In the excerpt on preparing a classroom for neurodivergent students, rewrite the paragraph beginning "I included video and text directions" as a shorter bulleted list that keeps its main facts.

#### [SELECTED EXCERPT]
○ ○ ○ ○ ○

I included video and text directions to and of the room, the nearest facilities and my office, as well a video of that (visually busy) office and the invitation to meet in another venue if preferred (see Neilson et al., 2025). To ensure that individual learners could make advance decisions about how to accommodate their own sensory needs within the classroom space itself, I made a sensory map and video of the room, indicating particular areas where noise or light levels may be relevant (see Spaeth and Pearson, 2023). I shared both map and video on the VLE in advance of the start of the course, so that students could gain a sense of familiarity with the space. I alerted them to particular considerations around light and sound (low winter sun; harsh strip lights; corridors becoming busy at ten minutes to the hour as other students changed classrooms) and measures we would take to mitigate against stressors [slightly lowered blinds, but natural light where possible (Spaeth and Pearson, 2023); a break at ten minutes to the hour so that students could leave the area if desired]. This information was designed to signal belonging, to demonstrate attentiveness to neurodivergent needs, to implicitly invite conversation if unforeseen barriers arose, and to reduce demands from the physical space itself. In the same syllabus letter, I invited students to occupy the room in a way that they felt was most appropriate: to sit on the floor or a chair, to stand, to move to another area of the room, or to leave the room and return at any point. Before designing this module, I had assumed that these permissions would be self-evident to students; in doing so, I now realised, I had upheld the norms of how students should attend and be present by failing to signal the alternatives.

○ ○ ○ ○ ○

(Recorded data)
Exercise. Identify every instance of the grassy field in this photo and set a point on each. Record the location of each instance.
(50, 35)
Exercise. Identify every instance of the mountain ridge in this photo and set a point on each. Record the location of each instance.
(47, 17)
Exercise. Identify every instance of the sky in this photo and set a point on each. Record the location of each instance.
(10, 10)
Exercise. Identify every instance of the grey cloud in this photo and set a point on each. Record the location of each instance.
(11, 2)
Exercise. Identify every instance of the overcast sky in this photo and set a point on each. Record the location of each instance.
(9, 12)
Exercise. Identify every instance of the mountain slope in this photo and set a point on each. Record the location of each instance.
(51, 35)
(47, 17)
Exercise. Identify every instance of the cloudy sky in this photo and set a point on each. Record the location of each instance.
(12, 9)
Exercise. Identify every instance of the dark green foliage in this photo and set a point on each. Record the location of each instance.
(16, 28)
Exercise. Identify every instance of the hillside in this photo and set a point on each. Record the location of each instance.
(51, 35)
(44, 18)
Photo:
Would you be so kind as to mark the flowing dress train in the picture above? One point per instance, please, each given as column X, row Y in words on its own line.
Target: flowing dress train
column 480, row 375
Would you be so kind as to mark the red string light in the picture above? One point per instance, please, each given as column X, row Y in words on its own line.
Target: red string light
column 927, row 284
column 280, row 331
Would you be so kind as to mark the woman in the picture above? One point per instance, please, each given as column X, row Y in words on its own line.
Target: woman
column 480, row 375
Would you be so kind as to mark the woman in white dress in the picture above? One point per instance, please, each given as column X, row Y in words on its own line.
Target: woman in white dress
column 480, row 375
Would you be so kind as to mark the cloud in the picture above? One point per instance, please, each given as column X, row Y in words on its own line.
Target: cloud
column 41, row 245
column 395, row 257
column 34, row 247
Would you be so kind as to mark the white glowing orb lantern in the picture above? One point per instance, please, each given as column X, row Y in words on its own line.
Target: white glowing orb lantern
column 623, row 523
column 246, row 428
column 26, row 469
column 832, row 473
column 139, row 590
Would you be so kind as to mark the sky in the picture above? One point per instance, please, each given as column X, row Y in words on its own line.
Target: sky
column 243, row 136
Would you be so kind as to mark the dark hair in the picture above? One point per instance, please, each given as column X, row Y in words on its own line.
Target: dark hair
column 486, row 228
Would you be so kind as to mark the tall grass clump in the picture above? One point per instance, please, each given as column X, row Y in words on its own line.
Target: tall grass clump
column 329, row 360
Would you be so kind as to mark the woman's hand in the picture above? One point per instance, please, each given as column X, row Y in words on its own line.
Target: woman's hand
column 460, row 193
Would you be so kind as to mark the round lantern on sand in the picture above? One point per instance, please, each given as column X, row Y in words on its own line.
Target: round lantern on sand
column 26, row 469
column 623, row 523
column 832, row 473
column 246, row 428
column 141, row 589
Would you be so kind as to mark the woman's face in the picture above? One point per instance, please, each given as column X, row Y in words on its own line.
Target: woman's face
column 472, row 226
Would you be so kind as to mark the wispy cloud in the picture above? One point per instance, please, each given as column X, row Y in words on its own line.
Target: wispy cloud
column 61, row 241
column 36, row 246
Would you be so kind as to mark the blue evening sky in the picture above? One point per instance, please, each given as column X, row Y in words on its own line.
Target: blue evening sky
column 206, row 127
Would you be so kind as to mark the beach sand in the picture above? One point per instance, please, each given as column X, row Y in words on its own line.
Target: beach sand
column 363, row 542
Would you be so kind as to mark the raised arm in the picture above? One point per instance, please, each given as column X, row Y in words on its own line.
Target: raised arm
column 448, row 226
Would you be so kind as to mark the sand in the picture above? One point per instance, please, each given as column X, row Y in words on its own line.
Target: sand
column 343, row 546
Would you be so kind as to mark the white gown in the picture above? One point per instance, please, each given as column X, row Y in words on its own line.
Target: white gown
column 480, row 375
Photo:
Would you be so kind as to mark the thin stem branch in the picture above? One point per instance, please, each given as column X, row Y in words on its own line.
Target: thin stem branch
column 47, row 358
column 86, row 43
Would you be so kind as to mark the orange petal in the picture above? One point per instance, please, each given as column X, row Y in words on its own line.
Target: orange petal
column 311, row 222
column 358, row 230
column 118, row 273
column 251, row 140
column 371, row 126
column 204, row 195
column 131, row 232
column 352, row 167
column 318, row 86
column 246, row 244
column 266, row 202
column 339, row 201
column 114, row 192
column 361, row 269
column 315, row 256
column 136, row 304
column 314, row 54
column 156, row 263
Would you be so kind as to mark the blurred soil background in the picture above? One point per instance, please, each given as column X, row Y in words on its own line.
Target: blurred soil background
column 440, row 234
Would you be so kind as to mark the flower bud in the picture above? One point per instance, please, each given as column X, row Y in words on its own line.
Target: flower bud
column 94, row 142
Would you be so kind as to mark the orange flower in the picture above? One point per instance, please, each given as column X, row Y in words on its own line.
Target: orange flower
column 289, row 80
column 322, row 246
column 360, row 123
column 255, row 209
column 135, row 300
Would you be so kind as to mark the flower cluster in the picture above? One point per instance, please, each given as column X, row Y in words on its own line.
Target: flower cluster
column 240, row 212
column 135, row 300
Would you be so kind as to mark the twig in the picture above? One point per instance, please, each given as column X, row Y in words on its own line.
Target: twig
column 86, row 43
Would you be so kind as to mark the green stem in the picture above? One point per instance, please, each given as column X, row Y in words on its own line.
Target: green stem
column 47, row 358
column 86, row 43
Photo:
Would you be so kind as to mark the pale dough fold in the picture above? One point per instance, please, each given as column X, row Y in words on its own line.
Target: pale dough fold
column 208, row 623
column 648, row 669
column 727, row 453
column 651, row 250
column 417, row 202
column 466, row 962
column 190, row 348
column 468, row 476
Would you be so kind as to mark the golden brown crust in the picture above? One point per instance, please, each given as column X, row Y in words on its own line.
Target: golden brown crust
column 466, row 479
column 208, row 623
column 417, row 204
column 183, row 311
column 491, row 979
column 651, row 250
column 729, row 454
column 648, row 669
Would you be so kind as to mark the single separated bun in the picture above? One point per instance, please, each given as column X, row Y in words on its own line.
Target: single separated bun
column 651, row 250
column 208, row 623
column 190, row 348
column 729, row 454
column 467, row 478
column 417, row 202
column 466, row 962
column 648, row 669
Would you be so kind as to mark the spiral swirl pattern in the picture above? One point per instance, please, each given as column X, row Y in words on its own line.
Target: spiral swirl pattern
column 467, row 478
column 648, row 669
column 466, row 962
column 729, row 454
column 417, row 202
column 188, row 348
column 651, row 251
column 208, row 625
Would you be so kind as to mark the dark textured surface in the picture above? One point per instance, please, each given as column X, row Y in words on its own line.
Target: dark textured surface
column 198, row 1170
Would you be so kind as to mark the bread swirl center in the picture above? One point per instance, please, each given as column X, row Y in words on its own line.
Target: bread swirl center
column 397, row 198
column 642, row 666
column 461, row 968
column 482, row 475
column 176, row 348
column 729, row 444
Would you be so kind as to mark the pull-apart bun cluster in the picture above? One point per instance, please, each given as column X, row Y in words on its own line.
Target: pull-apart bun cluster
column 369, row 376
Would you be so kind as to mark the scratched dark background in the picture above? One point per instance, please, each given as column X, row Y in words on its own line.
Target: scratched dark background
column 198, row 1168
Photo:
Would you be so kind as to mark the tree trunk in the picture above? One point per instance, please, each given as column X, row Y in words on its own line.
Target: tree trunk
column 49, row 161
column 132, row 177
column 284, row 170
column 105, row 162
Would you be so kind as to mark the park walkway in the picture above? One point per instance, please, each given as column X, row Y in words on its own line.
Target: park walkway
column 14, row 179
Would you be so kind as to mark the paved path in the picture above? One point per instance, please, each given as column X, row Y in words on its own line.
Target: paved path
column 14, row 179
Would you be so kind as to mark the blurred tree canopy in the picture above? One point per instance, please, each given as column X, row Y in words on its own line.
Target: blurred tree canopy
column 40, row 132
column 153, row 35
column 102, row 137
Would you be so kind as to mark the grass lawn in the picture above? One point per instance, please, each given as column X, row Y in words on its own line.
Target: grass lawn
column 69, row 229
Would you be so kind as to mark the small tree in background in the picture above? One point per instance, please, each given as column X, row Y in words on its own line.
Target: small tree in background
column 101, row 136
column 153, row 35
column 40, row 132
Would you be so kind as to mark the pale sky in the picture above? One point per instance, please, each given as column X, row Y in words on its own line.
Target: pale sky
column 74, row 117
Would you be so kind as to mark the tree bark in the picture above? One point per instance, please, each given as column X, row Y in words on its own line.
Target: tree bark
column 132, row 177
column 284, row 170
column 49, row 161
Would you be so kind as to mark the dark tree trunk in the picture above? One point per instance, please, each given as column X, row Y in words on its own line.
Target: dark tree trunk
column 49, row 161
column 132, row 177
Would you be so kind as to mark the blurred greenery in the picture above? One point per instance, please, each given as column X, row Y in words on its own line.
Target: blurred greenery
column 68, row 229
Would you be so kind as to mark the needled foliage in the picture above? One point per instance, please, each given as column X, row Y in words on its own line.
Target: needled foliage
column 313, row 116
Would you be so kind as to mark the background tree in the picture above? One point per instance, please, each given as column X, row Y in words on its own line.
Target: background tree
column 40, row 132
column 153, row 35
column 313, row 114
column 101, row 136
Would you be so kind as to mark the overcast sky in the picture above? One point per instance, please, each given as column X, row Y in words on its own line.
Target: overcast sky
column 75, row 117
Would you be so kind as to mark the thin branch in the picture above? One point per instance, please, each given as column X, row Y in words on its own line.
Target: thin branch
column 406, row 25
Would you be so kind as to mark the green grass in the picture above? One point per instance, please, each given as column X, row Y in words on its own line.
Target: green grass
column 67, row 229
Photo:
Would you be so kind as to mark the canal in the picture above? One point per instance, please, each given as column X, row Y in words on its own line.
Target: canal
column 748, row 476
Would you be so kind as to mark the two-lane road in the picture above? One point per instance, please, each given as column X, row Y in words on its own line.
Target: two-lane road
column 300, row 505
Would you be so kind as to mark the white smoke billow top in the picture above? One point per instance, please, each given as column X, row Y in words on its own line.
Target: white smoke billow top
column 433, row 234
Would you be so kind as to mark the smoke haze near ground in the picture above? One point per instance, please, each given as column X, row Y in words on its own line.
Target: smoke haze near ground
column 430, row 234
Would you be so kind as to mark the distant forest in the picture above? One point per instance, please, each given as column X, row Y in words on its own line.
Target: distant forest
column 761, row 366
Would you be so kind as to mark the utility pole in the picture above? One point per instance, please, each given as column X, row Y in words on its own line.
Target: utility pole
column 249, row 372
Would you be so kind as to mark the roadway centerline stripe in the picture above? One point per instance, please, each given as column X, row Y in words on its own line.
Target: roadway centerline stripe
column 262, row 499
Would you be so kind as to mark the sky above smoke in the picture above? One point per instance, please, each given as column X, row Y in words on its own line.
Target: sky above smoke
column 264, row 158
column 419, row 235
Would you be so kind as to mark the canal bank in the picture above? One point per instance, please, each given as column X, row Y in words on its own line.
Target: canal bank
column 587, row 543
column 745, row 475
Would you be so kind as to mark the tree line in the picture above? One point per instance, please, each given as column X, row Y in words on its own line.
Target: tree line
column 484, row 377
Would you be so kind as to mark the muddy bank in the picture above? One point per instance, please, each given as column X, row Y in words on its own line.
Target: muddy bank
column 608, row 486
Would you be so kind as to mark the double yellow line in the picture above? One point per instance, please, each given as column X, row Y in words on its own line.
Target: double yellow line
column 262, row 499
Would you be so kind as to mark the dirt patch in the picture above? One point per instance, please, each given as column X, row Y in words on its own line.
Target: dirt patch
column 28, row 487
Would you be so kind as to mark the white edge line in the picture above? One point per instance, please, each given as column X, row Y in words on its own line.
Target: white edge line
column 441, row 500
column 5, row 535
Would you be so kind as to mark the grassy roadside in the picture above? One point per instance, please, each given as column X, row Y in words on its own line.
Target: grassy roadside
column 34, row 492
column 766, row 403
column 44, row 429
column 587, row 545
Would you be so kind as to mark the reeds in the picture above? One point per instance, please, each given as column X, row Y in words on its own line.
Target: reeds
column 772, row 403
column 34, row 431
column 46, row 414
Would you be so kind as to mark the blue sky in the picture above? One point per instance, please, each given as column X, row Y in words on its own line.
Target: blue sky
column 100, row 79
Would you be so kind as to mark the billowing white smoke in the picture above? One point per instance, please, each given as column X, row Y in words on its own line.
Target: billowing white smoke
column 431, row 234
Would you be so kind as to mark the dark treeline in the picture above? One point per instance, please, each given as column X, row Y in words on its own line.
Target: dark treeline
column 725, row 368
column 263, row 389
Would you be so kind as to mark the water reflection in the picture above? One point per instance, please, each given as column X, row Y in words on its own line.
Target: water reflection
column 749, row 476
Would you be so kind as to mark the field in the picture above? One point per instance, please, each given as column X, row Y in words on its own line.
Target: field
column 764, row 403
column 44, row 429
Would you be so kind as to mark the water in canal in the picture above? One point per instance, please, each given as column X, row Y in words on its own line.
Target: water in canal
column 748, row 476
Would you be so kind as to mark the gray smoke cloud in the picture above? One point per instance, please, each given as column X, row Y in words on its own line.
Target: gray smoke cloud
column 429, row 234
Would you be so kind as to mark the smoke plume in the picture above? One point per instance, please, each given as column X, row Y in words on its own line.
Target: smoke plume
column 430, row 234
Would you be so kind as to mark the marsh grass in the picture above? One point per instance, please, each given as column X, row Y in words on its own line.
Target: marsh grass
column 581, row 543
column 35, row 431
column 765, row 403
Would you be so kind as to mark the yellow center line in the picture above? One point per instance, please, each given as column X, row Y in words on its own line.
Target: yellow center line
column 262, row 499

○ ○ ○ ○ ○

#### [OUTPUT OF THE TASK]
- I provided video and text directions to the room, the nearest facilities and my office, plus a video of my visually busy office and an offer to meet elsewhere if preferred (Neilson et al., 2025).
- I made a sensory map and video of the room showing where noise or light levels may matter (Spaeth and Pearson, 2023). I posted both on the VLE before the course began so students could plan for their sensory needs and become familiar with the space.
- I flagged specific light and sound issues: low winter sun, harsh strip lights, and corridors filling at ten minutes to the hour.
- I described the planned mitigations: slightly lowered blinds with natural light kept where possible, and a break at ten minutes to the hour so students could leave the area.
- This information aimed to signal belonging, show attentiveness to neurodivergent needs, invite conversation about unforeseen barriers, and reduce demands from the physical space.
- The syllabus letter also invited students to sit on the floor or a chair, stand, move around, or leave and return at any point.
- I had previously assumed these permissions were self-evident. I realized that by not signaling the alternatives, I had upheld norms about how students should attend and be present.